ÉNONCÉ 1
Les affirmations (a), (b) et (c) s'accordent-elles avec l'extrait sur l'alerte aérienne ? Répondez par oui ou par non pour chacune et citez à l'identique les mots décisifs du texte.
(a) Les magasins et les cafés sont restés ouverts pendant l'alerte.
(b) Une couche de peinture bleue atténue l'éclat des phares des tramways et des autos.
(c) Les avions lâchent de vraies bombes sur la ville.
ÉNONCÉ 2
Reprenez l'extrait sur l'alerte aérienne et prolongez-le à la suite de sa dernière phrase.

EXTRAIT
+---+

Dix heures trente. Lugubre. Le tocsin a retenti. Les sirènes ont sonné l'alarme. Depuis deux heures déjà la ville est plongé dans l'obscurité la plus complète. Les magasins, les cafés ont baissé leurs devantures de fer. Les tramways et les autos ont apaisé l'éclat de leurs phares à l'aide d'une couche de peinture bleue. Des avions « ennemis » sont signalés...
La canonade ébranle l'atmosphère de tous côtés. Les engins de défense anti-aériens font retentir le fracas de leurs explosions. Les projecteurs percent les ténèbres de leur éclat éblouissant. Parfois un avion apparaît et, dans l'éclair de son sillon lumineux, le vrombissement des moteurs perce de temps en temps le concert de l'artillerie. Des fusées lumineuses lancées par les avions simulent les bombes.

+---+

DONNÉES ENREGISTRÉES
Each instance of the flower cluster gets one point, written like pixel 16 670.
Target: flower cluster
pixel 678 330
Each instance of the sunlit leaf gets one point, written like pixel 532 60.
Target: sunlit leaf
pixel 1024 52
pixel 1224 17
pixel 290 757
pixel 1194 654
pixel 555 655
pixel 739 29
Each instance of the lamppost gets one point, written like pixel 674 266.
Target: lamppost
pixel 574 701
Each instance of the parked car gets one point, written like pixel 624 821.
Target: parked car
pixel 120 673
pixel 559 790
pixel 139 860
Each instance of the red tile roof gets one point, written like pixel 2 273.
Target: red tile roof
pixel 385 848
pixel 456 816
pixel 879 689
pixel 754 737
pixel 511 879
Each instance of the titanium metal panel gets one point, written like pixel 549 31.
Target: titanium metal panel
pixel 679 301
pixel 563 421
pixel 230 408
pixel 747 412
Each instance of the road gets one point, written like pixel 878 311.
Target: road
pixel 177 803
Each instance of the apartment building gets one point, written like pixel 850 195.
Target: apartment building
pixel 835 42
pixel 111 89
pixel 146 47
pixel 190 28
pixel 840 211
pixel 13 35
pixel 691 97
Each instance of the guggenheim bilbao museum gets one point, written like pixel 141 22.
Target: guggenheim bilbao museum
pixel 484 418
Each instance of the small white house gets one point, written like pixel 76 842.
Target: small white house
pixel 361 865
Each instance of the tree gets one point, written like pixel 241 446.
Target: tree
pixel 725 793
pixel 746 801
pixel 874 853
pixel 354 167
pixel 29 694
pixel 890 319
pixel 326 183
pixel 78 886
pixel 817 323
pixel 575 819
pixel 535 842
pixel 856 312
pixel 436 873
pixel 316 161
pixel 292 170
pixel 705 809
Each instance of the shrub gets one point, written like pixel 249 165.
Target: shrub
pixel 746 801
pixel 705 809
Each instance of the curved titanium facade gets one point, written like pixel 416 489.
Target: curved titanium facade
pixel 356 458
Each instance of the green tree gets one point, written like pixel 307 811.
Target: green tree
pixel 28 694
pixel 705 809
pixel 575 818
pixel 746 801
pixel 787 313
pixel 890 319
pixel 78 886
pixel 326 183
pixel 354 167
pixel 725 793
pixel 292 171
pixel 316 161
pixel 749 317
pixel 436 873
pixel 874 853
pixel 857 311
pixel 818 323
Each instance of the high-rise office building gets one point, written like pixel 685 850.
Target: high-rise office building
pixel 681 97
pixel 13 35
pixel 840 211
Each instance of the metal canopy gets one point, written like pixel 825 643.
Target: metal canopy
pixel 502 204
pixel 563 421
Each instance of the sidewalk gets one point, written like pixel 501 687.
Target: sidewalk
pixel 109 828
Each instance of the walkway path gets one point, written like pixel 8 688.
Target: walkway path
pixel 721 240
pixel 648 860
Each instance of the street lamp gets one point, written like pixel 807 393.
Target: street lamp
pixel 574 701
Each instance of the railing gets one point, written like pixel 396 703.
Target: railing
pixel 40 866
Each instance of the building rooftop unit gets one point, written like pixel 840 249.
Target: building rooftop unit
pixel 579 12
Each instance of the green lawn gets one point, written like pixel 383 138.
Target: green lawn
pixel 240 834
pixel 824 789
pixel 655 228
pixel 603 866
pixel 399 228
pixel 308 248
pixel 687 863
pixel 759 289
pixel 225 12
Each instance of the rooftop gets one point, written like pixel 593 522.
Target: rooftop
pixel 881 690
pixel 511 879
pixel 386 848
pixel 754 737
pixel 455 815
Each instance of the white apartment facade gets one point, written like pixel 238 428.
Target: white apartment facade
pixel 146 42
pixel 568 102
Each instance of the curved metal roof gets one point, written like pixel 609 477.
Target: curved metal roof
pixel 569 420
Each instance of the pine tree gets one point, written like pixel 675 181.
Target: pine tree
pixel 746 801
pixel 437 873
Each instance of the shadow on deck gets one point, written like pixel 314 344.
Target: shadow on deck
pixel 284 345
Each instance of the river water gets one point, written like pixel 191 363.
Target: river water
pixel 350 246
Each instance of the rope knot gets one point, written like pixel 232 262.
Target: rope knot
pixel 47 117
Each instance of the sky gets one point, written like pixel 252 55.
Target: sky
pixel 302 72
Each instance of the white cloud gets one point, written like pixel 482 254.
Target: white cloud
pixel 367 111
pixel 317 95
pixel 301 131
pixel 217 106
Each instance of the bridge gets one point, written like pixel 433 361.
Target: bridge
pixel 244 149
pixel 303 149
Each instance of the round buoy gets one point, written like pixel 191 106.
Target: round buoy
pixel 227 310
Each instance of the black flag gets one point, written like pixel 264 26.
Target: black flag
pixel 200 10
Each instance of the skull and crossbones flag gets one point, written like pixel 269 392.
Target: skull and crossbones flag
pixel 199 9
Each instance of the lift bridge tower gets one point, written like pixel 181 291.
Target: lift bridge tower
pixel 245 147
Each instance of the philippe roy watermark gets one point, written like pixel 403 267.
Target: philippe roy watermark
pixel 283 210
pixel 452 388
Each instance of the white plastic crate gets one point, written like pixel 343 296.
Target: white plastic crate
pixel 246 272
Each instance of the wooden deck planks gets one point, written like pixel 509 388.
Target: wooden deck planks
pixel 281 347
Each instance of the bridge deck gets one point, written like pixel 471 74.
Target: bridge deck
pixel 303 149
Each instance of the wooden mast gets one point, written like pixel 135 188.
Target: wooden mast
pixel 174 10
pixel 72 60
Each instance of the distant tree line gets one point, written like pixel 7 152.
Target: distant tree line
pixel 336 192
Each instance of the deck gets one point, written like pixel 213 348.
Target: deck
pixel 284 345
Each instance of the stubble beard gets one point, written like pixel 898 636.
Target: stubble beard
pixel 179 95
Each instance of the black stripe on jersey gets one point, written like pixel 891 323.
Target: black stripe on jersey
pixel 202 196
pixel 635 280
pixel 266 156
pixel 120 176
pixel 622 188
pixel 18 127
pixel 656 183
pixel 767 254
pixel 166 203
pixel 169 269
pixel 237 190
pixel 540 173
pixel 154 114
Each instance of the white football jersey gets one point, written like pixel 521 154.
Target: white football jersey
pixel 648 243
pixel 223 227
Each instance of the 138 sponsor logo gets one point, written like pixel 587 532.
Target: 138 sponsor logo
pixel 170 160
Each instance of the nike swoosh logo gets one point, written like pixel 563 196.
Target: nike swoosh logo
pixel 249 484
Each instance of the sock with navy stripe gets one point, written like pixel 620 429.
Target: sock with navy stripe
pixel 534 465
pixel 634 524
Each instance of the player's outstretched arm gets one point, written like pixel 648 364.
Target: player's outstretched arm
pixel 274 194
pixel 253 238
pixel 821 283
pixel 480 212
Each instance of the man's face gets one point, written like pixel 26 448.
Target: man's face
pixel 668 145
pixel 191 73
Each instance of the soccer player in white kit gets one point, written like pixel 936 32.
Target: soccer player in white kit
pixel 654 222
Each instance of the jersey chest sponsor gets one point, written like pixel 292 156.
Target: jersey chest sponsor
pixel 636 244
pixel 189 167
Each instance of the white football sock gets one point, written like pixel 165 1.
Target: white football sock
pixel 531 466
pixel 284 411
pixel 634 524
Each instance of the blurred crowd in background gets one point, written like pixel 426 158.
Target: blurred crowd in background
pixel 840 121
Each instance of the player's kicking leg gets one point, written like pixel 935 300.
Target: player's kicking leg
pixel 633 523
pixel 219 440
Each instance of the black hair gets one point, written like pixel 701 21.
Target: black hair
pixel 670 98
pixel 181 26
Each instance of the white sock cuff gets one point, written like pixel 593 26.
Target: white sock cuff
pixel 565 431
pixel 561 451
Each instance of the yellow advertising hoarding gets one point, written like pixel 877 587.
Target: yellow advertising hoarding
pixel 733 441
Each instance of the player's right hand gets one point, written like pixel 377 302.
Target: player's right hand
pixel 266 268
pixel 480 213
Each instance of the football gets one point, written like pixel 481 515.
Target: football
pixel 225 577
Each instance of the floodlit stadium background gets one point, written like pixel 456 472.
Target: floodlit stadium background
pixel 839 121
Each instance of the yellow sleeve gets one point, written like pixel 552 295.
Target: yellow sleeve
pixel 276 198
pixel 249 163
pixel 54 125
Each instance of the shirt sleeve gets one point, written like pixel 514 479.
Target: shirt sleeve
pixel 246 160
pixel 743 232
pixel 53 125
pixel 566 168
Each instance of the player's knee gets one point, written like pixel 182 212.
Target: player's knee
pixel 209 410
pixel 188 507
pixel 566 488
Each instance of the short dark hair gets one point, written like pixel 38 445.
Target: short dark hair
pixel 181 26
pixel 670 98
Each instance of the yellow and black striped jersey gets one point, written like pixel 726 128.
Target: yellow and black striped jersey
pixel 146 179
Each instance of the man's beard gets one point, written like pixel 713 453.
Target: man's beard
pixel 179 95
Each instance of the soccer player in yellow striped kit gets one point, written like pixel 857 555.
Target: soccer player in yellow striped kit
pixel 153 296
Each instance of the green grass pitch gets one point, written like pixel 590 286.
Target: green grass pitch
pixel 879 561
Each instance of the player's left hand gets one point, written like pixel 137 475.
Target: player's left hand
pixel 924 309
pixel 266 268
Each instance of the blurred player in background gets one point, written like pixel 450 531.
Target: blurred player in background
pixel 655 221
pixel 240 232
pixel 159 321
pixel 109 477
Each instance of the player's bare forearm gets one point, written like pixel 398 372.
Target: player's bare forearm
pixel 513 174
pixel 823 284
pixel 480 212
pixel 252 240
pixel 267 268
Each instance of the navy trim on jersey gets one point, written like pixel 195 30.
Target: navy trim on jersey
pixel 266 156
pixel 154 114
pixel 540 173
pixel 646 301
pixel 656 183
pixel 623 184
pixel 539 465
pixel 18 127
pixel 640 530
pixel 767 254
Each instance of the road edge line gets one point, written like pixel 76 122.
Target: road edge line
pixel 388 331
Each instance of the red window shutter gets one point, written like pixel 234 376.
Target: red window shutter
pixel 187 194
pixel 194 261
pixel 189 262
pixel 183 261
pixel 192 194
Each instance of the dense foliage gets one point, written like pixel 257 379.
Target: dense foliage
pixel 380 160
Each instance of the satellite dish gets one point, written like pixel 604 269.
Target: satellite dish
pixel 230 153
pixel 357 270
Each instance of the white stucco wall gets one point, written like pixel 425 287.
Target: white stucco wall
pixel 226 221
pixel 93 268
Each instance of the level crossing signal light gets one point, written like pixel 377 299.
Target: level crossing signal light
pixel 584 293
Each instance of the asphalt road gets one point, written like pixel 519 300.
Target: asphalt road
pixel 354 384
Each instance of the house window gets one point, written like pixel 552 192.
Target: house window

+---+

RÉPONSE 1
(a) Non : « Les magasins, les cafés ont baissé leurs devantures de fer. »
(b) Oui : « Les tramways et les autos ont apaisé l'éclat de leurs phares à l'aide d'une couche de peinture bleue. »
(c) Non : « Des fusées lumineuses lancées par les avions simulent les bombes. »

RÉPONSE 2
Dans les rues, la population angoissée essaie de deviner quelque chose dans les manœuvres qui se déroulent. Tous les regard sont dirigés vers le ciel. Par moment circulent des groupes de gendarmes et d'agents de police casqués. Des encombrements de véhicules se forment dans la nuit. Demain on comptera les accidents !

Dans les grands cafés, des hauts-parleurs de la radio nasillent des airs patriotiques pour ranimer le moral. Partout les vitres des établissements de nuit sont peintes en bleu. Dans les bars, des abat-jour en papier bleu atténuent l'éclat des lampes dont l'éclairage est fortement réduit. Défense de faire de la lumière sous peine de procès-verbal ! Tels sont les ordres de la municipalité et de l'Etat Major.

Des groupes de scouts parcourent les rues, armés de tout un arsenal d'appareils bizarres. Des brancardiers simulent le sauvetage des habitants atteints par l'éclat des bombes ou par des gaz imaginaires.

Autour des abris des « sauveteurs » s'affairent les infirmiers. Dans l'abri pour cinquante personnes à la rue Sain-Léon, les sauveteurs simulent le transfert des blessés pendant que les pompiers feignent de conjurer un incendie qui serait allumé par des bombes incendiaires.
Le canon tonne avec rage...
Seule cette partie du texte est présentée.